━━━ Supplied data ━━━

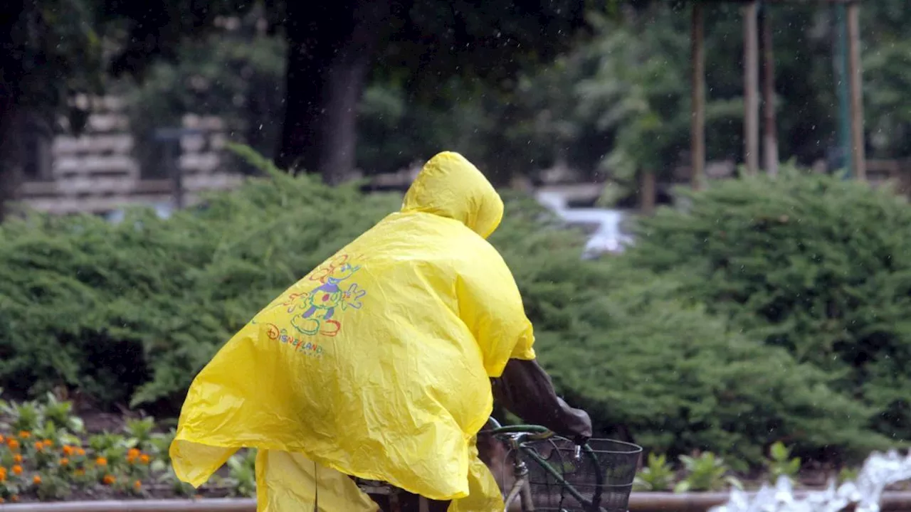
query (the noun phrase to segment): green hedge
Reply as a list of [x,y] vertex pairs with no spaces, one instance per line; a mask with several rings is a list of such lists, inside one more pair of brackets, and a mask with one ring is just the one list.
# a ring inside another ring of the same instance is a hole
[[833,377],[911,439],[911,206],[888,189],[785,168],[686,192],[639,226],[624,263]]
[[[553,229],[527,198],[505,198],[492,241],[522,290],[542,363],[599,428],[746,462],[778,439],[817,456],[885,445],[865,430],[872,411],[829,385],[840,375],[732,330],[690,299],[685,279],[630,270],[626,258],[581,261],[578,234]],[[118,224],[7,222],[0,387],[64,386],[173,414],[220,343],[400,200],[272,172],[168,220],[136,210]]]

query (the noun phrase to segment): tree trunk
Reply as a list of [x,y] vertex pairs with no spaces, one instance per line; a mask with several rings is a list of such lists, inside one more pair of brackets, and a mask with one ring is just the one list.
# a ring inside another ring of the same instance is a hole
[[276,165],[329,184],[354,169],[357,107],[390,2],[287,4],[286,105]]
[[12,213],[22,186],[22,116],[5,85],[0,85],[0,220]]
[[22,63],[13,56],[17,47],[13,29],[24,2],[5,2],[0,7],[0,220],[9,215],[22,184],[22,138],[19,81]]
[[642,185],[640,188],[640,210],[643,215],[651,215],[655,212],[656,195],[658,193],[655,187],[655,173],[651,170],[642,171]]

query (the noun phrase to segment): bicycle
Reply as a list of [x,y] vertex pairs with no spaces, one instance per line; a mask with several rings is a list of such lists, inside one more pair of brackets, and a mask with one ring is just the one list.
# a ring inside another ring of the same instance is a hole
[[641,446],[613,439],[578,446],[540,425],[490,423],[481,434],[505,443],[513,459],[504,512],[517,500],[522,512],[626,512]]

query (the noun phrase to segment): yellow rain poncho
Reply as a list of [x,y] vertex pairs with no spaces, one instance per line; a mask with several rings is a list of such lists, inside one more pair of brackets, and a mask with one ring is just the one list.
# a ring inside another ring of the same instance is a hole
[[450,510],[502,510],[474,436],[489,378],[535,356],[512,274],[485,240],[502,216],[466,159],[427,162],[401,211],[276,298],[196,377],[171,445],[178,476],[198,486],[256,447],[261,511],[375,510],[346,475],[453,499]]

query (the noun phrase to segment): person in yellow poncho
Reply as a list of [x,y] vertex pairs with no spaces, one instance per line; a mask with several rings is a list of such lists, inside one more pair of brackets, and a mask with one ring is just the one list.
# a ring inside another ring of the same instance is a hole
[[[401,211],[272,301],[197,375],[170,447],[178,477],[199,486],[255,447],[260,512],[377,510],[353,477],[451,511],[502,510],[475,445],[490,379],[508,364],[546,380],[527,366],[518,289],[485,240],[502,216],[475,166],[434,157]],[[588,415],[537,382],[552,409],[541,419],[590,436]]]

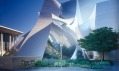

━━━

:: What you will do ::
Starting at the line containing "query (the noun phrase to segment): person" and continuing through the end of the data, write those lines out again with "poncho" changed to "raincoat" and nothing else altered. Omit the pictures from your answer.

:: Reply to the task ::
query (the noun phrase to segment): person in yellow raincoat
Reply as a list of [x,y] vertex pairs with no spaces, one instance per line; a mask with several rings is a list of such lists, inside one more pair of brackets, and a mask with one ring is just the one list.
# a ring inside another ring of the same instance is a hole
[[[401,211],[272,301],[197,375],[170,447],[178,477],[199,486],[255,447],[260,512],[377,510],[353,477],[451,511],[502,510],[475,445],[490,379],[508,364],[546,380],[527,366],[518,289],[485,240],[502,216],[475,166],[434,157]],[[588,415],[537,382],[552,409],[541,419],[590,436]]]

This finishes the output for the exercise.